=== Data shown ===
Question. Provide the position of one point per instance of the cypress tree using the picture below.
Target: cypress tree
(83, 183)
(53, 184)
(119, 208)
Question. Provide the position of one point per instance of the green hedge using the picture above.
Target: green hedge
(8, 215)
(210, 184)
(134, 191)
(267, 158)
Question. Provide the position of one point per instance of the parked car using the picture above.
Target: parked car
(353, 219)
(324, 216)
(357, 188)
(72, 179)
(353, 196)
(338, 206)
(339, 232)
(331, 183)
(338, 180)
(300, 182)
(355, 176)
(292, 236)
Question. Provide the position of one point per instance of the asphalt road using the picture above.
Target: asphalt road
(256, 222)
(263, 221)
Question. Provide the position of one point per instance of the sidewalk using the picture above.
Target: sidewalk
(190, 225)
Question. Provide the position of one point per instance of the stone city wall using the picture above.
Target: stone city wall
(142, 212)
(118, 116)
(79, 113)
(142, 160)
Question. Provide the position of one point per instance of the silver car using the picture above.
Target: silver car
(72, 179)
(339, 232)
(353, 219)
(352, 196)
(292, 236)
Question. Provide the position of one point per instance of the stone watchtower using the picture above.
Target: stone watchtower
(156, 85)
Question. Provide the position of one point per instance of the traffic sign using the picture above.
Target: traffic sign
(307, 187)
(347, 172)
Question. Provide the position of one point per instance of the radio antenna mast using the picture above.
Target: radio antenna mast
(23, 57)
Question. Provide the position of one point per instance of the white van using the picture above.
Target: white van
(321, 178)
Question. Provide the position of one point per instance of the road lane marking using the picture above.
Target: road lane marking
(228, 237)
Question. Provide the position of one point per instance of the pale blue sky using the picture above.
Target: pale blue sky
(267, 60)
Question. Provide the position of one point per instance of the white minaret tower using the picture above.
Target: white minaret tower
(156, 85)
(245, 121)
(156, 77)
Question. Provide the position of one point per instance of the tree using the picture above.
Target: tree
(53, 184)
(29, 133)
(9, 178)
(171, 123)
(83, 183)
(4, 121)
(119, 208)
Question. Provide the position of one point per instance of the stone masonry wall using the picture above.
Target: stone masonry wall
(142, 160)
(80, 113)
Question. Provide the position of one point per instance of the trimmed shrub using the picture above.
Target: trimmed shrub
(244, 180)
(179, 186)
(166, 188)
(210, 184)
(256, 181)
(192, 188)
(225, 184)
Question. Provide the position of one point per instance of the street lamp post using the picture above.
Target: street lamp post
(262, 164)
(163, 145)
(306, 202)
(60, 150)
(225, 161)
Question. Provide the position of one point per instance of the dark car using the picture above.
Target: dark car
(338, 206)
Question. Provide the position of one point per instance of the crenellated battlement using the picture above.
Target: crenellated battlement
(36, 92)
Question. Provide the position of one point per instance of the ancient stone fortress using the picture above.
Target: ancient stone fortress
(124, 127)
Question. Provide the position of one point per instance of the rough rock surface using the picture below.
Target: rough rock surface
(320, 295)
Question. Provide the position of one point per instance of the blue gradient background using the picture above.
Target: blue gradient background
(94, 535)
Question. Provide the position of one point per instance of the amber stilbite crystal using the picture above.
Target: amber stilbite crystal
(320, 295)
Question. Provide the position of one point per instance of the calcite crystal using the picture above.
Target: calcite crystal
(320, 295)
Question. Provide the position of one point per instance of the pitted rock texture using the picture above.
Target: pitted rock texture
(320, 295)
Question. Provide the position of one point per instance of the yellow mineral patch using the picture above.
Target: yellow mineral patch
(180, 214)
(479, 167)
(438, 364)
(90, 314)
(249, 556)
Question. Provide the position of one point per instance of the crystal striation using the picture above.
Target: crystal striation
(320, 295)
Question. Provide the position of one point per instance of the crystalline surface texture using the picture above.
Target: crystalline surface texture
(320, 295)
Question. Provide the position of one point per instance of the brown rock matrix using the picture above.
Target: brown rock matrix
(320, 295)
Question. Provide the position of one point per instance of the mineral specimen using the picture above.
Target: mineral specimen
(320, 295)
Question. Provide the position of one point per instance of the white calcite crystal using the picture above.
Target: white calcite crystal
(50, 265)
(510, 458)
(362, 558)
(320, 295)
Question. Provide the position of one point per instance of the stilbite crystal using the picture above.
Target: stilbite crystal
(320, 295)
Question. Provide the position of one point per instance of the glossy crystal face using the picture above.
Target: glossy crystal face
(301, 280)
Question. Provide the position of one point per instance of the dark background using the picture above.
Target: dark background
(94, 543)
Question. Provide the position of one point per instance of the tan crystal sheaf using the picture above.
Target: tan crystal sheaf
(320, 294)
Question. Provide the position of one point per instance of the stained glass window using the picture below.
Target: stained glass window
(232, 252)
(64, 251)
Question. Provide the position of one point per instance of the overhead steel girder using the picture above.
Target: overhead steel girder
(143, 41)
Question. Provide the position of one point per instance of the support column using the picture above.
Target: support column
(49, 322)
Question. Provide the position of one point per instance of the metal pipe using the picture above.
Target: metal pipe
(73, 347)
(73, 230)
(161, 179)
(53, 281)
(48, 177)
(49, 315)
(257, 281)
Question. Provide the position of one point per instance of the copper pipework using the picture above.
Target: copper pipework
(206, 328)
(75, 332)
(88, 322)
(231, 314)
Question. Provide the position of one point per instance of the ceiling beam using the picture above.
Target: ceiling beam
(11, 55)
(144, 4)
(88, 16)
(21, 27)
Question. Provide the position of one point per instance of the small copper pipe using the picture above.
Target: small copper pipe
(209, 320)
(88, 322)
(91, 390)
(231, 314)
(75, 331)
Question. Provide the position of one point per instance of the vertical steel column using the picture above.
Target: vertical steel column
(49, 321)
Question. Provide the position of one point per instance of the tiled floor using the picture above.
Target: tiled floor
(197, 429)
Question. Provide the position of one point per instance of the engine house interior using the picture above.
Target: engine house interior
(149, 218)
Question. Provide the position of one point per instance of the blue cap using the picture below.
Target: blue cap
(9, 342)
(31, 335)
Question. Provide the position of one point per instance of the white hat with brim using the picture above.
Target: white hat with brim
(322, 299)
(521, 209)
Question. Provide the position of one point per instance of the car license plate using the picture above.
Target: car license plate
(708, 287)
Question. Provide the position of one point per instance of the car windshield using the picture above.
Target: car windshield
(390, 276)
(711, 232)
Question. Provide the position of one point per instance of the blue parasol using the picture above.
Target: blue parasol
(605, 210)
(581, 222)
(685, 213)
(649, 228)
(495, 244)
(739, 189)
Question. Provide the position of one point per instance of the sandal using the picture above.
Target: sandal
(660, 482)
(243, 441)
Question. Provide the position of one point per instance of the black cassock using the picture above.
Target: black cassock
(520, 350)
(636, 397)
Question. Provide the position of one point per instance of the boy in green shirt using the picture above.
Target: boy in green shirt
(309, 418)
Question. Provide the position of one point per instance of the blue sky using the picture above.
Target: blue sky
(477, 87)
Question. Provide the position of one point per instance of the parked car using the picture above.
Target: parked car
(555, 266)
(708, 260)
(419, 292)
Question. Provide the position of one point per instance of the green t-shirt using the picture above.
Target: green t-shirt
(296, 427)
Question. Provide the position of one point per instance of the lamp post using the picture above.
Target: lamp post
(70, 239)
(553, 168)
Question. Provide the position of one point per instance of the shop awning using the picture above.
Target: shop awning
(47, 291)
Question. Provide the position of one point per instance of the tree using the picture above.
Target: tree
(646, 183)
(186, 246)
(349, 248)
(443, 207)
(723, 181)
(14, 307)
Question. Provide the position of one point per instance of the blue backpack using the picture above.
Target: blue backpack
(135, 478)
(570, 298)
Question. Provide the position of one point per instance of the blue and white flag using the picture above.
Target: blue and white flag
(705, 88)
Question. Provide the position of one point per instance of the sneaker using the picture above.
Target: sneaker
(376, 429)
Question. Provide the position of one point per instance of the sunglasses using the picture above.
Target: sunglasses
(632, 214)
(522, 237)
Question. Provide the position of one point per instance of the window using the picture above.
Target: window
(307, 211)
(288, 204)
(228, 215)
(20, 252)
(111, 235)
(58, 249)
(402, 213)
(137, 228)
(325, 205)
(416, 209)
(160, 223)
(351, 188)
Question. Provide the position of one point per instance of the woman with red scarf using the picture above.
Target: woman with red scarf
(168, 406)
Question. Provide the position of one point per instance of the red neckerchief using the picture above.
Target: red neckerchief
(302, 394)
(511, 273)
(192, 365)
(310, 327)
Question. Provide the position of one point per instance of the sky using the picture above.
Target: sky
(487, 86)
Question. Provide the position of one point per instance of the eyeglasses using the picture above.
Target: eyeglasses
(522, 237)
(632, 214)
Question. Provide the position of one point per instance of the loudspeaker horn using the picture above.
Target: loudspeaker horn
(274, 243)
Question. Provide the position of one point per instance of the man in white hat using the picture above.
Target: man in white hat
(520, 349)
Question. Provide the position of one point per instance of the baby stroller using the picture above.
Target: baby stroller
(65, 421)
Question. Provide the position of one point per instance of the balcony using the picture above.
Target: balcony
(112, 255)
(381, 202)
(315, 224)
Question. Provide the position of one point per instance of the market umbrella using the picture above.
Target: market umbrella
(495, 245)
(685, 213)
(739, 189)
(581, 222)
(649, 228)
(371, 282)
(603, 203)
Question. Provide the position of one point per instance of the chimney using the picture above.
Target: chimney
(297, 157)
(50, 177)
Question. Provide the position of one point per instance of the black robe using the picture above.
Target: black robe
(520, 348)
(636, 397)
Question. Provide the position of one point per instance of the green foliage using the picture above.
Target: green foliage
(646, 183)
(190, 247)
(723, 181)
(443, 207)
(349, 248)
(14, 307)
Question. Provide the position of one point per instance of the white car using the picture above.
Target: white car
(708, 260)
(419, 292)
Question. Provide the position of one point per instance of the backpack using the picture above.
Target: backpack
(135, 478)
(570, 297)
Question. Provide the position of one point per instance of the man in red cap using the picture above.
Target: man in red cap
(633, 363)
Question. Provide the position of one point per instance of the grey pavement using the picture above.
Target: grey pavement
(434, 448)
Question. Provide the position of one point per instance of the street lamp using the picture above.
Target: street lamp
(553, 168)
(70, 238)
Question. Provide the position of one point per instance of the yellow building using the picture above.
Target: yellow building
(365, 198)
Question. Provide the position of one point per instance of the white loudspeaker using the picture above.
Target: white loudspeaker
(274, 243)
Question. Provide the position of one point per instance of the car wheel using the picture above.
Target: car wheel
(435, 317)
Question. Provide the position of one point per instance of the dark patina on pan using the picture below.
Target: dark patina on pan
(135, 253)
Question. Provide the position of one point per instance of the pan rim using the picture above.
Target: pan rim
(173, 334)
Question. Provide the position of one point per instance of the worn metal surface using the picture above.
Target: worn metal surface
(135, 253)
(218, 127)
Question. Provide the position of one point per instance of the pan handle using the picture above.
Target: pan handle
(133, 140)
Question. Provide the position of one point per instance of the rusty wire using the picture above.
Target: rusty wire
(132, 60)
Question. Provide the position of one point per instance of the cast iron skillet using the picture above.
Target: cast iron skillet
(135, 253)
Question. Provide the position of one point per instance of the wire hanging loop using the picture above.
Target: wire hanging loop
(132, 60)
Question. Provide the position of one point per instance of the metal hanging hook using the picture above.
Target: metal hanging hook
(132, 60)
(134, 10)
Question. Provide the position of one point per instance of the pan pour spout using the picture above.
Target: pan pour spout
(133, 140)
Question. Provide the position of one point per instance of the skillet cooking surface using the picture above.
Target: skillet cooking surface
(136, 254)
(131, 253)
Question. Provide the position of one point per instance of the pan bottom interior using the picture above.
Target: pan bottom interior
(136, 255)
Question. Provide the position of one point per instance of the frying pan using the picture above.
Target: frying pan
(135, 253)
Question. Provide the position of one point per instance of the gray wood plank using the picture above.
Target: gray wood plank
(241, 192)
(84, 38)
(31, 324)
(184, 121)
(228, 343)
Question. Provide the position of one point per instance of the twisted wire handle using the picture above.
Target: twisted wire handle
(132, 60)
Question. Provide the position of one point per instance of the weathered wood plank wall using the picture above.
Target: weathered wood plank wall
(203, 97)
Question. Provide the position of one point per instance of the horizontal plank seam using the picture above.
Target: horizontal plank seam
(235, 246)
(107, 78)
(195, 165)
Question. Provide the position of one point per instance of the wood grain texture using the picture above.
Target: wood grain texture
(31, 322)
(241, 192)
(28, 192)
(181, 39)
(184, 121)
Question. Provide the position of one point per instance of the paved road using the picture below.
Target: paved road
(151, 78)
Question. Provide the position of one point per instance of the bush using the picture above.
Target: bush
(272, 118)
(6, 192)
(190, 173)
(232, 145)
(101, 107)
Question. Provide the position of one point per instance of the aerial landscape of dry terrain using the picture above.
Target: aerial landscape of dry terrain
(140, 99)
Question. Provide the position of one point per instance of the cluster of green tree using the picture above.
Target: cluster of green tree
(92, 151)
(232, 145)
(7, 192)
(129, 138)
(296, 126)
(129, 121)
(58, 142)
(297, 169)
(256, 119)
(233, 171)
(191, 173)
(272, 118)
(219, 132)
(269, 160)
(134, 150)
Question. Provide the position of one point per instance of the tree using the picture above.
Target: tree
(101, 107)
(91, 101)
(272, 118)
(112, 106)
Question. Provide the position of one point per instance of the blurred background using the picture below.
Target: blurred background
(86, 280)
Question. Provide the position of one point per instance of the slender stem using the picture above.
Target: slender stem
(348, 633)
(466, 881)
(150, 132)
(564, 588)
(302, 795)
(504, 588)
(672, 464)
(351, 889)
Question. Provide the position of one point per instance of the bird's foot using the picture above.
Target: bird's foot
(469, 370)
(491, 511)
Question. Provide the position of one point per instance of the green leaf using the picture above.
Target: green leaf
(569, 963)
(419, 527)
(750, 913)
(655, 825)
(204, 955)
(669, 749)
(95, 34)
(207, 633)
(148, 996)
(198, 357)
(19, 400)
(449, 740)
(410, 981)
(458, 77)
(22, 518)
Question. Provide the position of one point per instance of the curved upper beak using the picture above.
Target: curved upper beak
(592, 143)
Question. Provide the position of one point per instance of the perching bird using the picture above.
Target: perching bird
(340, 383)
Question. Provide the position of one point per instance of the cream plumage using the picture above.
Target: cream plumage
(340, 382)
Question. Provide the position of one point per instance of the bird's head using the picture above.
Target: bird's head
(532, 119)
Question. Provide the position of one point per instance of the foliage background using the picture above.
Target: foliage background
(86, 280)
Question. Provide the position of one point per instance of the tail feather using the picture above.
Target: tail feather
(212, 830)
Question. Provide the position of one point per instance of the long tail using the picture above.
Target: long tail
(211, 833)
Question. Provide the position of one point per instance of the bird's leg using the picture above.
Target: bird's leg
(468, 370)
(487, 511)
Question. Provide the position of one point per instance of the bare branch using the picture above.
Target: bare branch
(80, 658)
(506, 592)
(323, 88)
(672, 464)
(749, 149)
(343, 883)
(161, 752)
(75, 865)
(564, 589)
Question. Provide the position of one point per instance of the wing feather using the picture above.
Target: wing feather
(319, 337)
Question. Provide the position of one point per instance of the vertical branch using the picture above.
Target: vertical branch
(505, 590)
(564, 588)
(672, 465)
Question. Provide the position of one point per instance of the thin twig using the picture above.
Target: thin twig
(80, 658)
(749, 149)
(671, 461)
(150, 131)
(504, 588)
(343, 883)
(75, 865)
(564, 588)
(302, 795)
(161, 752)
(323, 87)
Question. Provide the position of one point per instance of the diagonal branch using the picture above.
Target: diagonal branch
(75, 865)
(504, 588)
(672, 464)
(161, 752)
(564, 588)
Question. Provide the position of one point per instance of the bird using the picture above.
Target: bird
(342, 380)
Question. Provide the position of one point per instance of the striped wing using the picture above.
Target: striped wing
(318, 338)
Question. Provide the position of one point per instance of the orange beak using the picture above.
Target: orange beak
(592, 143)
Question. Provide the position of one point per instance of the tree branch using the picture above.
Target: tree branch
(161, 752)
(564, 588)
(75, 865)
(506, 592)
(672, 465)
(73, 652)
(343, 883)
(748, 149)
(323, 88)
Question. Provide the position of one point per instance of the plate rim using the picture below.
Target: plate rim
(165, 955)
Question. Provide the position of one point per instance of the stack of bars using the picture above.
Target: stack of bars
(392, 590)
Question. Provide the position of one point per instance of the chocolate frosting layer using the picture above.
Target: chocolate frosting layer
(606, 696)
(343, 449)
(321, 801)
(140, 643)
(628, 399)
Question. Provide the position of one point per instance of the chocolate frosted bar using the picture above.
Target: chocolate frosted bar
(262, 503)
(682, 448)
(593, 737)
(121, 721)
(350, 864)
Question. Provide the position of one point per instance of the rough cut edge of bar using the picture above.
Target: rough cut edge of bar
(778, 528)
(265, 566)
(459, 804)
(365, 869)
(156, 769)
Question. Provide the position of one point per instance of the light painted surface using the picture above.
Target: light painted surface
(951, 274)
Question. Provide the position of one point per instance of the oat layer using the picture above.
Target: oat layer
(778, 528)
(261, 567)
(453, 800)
===
• **Directive**
Return the lines above, from the one containing "diagonal branch using the picture above." to the end, exactly as they stand.

• **Solution to this exercise**
Question. Provide the position of one point per instance of the diagonal branch using the picture above.
Target: diagonal branch
(75, 865)
(504, 588)
(672, 464)
(161, 752)
(564, 588)
Question. Provide the position of one point per instance of the bird using the picture above.
Target: bird
(342, 380)
Question. Provide the position of one point per instance of the striped wing using the picture above.
Target: striped wing
(318, 338)
Question. Provide the position of one point per instance of the orange beak using the picture above.
Target: orange beak
(592, 143)
Question. Provide the position of one point per instance of the tree branch using the picture above.
Target: tree branch
(161, 752)
(564, 588)
(75, 865)
(506, 592)
(672, 465)
(73, 652)
(343, 883)
(748, 149)
(323, 88)
Question. Provide the position of one point per instance of the plate rim using the picture below.
Target: plate rim
(165, 955)
Question. Provide the position of one point per instance of the stack of bars using the picture above.
Target: stack of bars
(392, 590)
Question. Provide the position of one point per instance of the chocolate frosting layer using the picture above.
Target: chocolate frosting layer
(606, 696)
(343, 449)
(321, 801)
(140, 643)
(628, 399)
Question. Provide the position of one point per instance of the chocolate frosted bar using the picture above.
Target: chocolate frosted bar
(262, 503)
(682, 448)
(593, 737)
(121, 721)
(350, 864)
Question. Provide the position of one point per instance of the rough cut edge of bar using the picture above.
Target: rough cut edge of bar
(778, 528)
(265, 566)
(459, 804)
(365, 869)
(156, 769)
Question. Provide the position of one point per instance of the light painted surface using the picture above.
Target: light painted surface
(951, 274)
Question. Provide the position of one point per instance of the oat layer using the picture above.
Target: oat layer
(778, 528)
(261, 567)
(453, 800)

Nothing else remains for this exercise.